= What to produce =
Give back every record below precisely as written.

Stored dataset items

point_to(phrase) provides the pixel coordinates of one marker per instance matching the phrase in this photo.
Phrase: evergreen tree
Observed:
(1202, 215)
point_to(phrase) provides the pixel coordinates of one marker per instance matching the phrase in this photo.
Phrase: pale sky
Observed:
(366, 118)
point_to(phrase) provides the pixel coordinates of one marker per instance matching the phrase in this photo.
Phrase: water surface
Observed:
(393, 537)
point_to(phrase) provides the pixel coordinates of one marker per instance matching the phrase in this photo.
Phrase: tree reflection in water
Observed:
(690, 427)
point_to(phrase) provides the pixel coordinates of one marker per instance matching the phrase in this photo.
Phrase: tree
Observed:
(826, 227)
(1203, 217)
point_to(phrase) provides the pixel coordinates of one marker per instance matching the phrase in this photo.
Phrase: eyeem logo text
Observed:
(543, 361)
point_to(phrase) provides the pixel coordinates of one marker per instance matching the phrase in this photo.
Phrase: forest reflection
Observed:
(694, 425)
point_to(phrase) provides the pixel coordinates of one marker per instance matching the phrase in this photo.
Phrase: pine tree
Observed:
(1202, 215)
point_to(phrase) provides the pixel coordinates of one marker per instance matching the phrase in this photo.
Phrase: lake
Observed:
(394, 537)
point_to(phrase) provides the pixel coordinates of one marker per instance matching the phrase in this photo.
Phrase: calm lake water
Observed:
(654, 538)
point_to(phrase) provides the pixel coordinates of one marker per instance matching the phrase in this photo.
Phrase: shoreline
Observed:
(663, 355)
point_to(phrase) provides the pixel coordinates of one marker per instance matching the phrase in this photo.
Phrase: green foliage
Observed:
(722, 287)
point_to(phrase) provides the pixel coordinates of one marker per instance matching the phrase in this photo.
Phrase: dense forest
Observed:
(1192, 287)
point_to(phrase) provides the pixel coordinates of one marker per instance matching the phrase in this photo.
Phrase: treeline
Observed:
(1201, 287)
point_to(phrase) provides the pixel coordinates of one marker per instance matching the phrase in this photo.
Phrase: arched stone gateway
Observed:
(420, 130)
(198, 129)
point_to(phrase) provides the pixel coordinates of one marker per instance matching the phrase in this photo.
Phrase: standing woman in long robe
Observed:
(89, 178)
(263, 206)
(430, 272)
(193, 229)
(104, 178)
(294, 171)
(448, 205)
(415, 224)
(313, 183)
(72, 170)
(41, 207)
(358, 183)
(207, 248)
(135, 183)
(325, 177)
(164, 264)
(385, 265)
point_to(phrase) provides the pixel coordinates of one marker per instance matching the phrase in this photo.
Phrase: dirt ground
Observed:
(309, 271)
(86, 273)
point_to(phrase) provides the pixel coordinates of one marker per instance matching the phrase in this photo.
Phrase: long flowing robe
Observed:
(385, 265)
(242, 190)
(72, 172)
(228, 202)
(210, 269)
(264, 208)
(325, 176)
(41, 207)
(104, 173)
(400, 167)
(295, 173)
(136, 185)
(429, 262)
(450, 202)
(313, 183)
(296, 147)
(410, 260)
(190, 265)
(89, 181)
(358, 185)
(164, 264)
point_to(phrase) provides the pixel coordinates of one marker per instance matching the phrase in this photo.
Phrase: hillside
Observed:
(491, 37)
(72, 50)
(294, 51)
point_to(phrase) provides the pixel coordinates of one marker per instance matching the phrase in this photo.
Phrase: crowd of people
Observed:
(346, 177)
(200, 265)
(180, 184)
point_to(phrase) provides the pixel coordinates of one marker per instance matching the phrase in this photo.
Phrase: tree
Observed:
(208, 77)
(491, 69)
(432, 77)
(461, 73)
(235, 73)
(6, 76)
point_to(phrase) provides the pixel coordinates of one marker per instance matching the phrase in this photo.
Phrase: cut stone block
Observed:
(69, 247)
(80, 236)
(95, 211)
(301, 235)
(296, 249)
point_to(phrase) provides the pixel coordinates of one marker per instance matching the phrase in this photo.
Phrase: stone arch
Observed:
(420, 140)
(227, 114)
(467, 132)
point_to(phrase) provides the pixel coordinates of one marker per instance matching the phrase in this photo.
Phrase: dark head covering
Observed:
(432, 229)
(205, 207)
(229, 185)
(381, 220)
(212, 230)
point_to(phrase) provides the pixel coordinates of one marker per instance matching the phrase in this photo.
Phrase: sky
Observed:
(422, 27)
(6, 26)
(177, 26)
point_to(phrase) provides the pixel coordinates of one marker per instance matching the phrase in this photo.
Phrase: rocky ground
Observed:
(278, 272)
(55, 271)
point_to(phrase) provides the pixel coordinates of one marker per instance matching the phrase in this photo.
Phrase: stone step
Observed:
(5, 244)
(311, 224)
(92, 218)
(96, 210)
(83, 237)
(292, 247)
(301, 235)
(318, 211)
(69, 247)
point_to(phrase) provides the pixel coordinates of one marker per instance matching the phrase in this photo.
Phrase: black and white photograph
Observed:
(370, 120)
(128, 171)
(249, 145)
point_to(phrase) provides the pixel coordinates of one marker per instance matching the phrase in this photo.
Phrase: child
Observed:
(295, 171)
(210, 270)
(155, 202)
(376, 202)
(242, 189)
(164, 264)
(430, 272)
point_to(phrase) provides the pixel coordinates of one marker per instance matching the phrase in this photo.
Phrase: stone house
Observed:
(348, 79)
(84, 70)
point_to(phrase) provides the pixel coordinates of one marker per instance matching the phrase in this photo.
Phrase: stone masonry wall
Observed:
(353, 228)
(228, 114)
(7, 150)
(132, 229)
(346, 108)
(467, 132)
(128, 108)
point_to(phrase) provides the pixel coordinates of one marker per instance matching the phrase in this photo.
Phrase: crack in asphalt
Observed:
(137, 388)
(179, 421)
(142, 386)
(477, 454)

= Answer section =
point_to(phrase) provides the pixel coordinates of one marker per instance matching the phrase in this photo.
Phrase: evergreen tree
Observed:
(1202, 215)
point_to(phrase) provides the pixel coordinates of one marker per instance matching the phrase in this photo.
Phrase: pale sky
Observed:
(366, 118)
point_to(phrase) provides the pixel coordinates of one marker per instance matching the phrase in this photo.
Phrase: water surface
Observed:
(393, 537)
point_to(phrase) provides the pixel coordinates of one marker per instance matching the phrase in this photo.
Phrase: tree reflection in water
Observed:
(690, 427)
point_to(phrase) provides the pixel coordinates of one marker per instance matching the phrase in this photo.
Phrase: tree
Observed:
(826, 227)
(1203, 217)
point_to(phrase) provides the pixel coordinates of one marker per instance matching the phrase in this photo.
Phrase: eyeem logo text
Observed:
(543, 361)
point_to(phrase) provides the pixel coordinates of one marker per instance matching the phrase in this photo.
Phrase: forest reflection
Observed:
(694, 425)
point_to(phrase) provides the pixel coordinates of one marker per instance matching the phrase in this photo.
Phrase: pine tree
Observed:
(1202, 215)
point_to(phrase) provides the pixel coordinates of one marker per instance matching the phrase in this photo.
Phrase: lake
Observed:
(394, 537)
point_to(phrase) provides the pixel coordinates of one marker per instance matching the phrase in this photo.
Phrase: calm lake water
Observed:
(654, 538)
point_to(phrase) provides the pixel coordinates of one marker per instance matching the phrase in this photo.
Phrase: shoreline
Observed:
(663, 355)
point_to(phrase) provides the pixel coordinates of one marker per instance matching the phrase in this photo.
Phrase: green foliage
Observed:
(722, 287)
point_to(phrase) provides the pixel coordinates of one marker per instance matching the phrase in this photo.
Phrase: dense forest
Observed:
(1192, 287)
point_to(phrase) provides the pixel coordinates of one marker per instance matching the phrase in this photo.
Phrase: treeline
Observed:
(1201, 287)
point_to(phrase) provides the pixel coordinates of one marker per instance matching the phrase in this photo.
Phrase: arched stone gateway
Observed:
(420, 130)
(198, 129)
point_to(phrase) provides the pixel coordinates of one marker per instance matching the phrase in this photo.
Phrase: standing woman in long robe
Observed:
(89, 178)
(263, 206)
(430, 272)
(193, 229)
(104, 178)
(294, 171)
(448, 205)
(415, 224)
(313, 183)
(72, 170)
(41, 207)
(358, 183)
(207, 248)
(135, 183)
(325, 177)
(164, 264)
(385, 265)
point_to(phrase) provides the pixel coordinates of one marker per instance matching the phrase in this photo.
Phrase: dirt ground
Observed:
(309, 271)
(86, 273)
point_to(phrase) provides the pixel coordinates of one marker per instance matching the phrase in this photo.
Phrase: long flowing robe
Observed:
(385, 265)
(242, 190)
(72, 172)
(228, 202)
(210, 269)
(264, 208)
(325, 176)
(41, 207)
(104, 173)
(400, 167)
(295, 173)
(136, 185)
(429, 262)
(450, 202)
(313, 183)
(296, 147)
(410, 260)
(190, 265)
(89, 181)
(358, 185)
(164, 264)
point_to(phrase) provides the pixel coordinates of one marker per instance matching the phrase in this photo.
Phrase: hillside
Observed:
(491, 37)
(72, 50)
(294, 51)
point_to(phrase) provides the pixel coordinates of one marker per instance matching the phrase in this photo.
Phrase: crowd of people
Observed:
(346, 177)
(200, 265)
(180, 184)
point_to(phrase) provides the pixel coordinates of one marker per instance matching the phrase in this photo.
Phrase: tree
Observed:
(208, 77)
(491, 69)
(432, 77)
(461, 73)
(235, 73)
(6, 76)
point_to(phrase) provides the pixel coordinates of one marker per instance matching the phrase in this photo.
Phrase: cut stone block
Observed:
(69, 247)
(80, 236)
(95, 211)
(301, 235)
(296, 249)
point_to(phrase) provides the pixel coordinates of one marker per instance matching the phrase in this photo.
Phrase: stone arch
Observed:
(420, 140)
(227, 114)
(467, 132)
point_to(phrase) provides the pixel coordinates of one marker per instance matching the phrase in this photo.
Phrase: dark head covering
Observed:
(432, 229)
(205, 207)
(229, 185)
(381, 220)
(212, 230)
point_to(phrase) provides the pixel coordinates of one marker per instance matching the phrase in this photo.
Phrase: sky
Observed:
(422, 27)
(6, 26)
(177, 26)
point_to(phrase) provides the pixel coordinates of one marker per instance matching the phrase in this photo.
Phrase: rocky ground
Observed:
(278, 272)
(55, 271)
point_to(phrase) provides the pixel coordinates of one marker per instance matching the phrase in this photo.
Phrase: stone step
Observed:
(5, 244)
(311, 224)
(92, 218)
(96, 210)
(83, 237)
(292, 247)
(301, 235)
(318, 211)
(69, 247)
point_to(phrase) provides the pixel coordinates of one marker per instance matching the phrase in this photo.
Phrase: black and white photograph
Observed:
(370, 120)
(128, 171)
(249, 145)
point_to(phrase) provides the pixel coordinates of one marker per instance matching the phrase in this photo.
Phrase: child
Observed:
(295, 171)
(210, 270)
(155, 202)
(376, 202)
(242, 189)
(164, 264)
(430, 272)
point_to(phrase) provides the pixel coordinates of one marker per instance matching the phrase in this photo.
Phrase: stone house
Observed:
(348, 79)
(84, 70)
point_to(phrase) provides the pixel coordinates of one marker per instance matching the phrase in this photo.
Phrase: stone masonry wall
Observed:
(353, 228)
(228, 114)
(7, 150)
(132, 229)
(346, 108)
(467, 132)
(128, 108)
point_to(phrase) provides the pixel coordinates of one marker per instance matching the phrase in this photo.
Phrase: crack in asphalt
Observed:
(137, 388)
(179, 421)
(142, 386)
(477, 454)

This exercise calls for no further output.